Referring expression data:
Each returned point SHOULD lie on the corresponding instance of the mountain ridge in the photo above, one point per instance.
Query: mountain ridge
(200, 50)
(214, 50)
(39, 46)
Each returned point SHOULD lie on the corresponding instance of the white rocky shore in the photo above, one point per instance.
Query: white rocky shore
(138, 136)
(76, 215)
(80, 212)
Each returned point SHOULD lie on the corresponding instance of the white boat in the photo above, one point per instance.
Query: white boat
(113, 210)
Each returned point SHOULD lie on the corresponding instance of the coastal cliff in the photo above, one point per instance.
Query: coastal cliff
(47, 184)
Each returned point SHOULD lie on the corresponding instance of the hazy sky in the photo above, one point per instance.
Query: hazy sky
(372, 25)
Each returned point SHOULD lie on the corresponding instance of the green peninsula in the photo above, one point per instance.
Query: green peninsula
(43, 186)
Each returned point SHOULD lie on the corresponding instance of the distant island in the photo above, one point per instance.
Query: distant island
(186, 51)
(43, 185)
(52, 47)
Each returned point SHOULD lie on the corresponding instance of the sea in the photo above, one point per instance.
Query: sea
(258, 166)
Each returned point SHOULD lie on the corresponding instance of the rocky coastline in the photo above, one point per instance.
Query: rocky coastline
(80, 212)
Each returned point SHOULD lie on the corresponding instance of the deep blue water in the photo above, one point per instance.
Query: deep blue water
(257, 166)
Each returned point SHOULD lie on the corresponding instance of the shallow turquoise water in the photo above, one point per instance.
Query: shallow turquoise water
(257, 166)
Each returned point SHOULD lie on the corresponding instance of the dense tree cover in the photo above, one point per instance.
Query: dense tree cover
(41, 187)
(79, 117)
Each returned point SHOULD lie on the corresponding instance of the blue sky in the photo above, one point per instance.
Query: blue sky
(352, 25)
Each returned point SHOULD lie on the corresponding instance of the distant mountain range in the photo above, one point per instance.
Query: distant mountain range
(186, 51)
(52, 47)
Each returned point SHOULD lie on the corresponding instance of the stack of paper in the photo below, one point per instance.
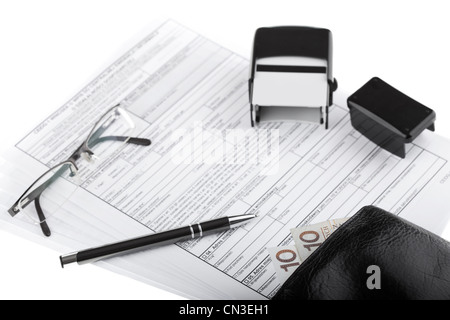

■ What is required
When you repeat the data, keep every line exact and drop the images.

■ Written solution
Each returned point SHOULD lie on the corresponding instance of the mountain ridge in the photo above, one point per instance.
Query: mountain ridge
(200, 50)
(214, 50)
(39, 46)
Each returned point SHOULD lie on the corresponding instance of the white rocky shore in the photo above, one point per instance.
Query: white rocky shore
(138, 136)
(76, 215)
(80, 212)
Each returned point SHOULD lie on the corresponding instance of the white boat in the photo above, one point per instance.
Query: white boat
(113, 210)
Each returned point SHOULD lie on the corresponding instance of the coastal cliff in the photo above, one point per instance.
Query: coastal cliff
(47, 184)
Each returned point SHOULD lie on the corresponding instance of the hazy sky in the photo above, one point per instance.
Query: hazy sky
(372, 25)
Each returned point SHOULD lie on the corresponding instance of the green peninsula in the photo above, one point per instance.
Query: green peninsula
(43, 186)
Each returned point SHOULD lie on the corresponding instance of the distant island in the photo above, one point per instance.
Query: distant island
(186, 51)
(43, 185)
(52, 47)
Each returned point SHOULD lie on the corresponding instance of the sea in the photo above, one point per instance.
Query: sea
(258, 166)
Each returned point SHOULD lie on the corresponding instance of the rocky coastline in the photo above, one point per instance.
Query: rocky coastline
(80, 212)
Each returned point SHOULD lie on the corresponding instance of the deep blue water in the photo above, one point per instance.
Query: deep blue water
(257, 166)
Each returned point SHOULD lie on the corresponding instance of the shallow turquoise water in the photo above, one point per instance.
Query: shallow turquoise water
(257, 166)
Each returned point SHOULD lie on the corresponding instance of the dense tree cover in the photo above, one point per instance.
Query: dense tree cover
(41, 187)
(79, 117)
Each returned point SHOULD lie on the corresponding instance of the blue sky in the photo above, one point per instance.
Query: blue sky
(352, 25)
Each returned point SHOULD lie on the corresponding instance of the distant mountain range in the photo above, one point per instance.
Query: distant mountain range
(186, 51)
(52, 47)
Each returned point SHOULD lie on the corresponding instance of the stack of paper in the photo below, one point per instance.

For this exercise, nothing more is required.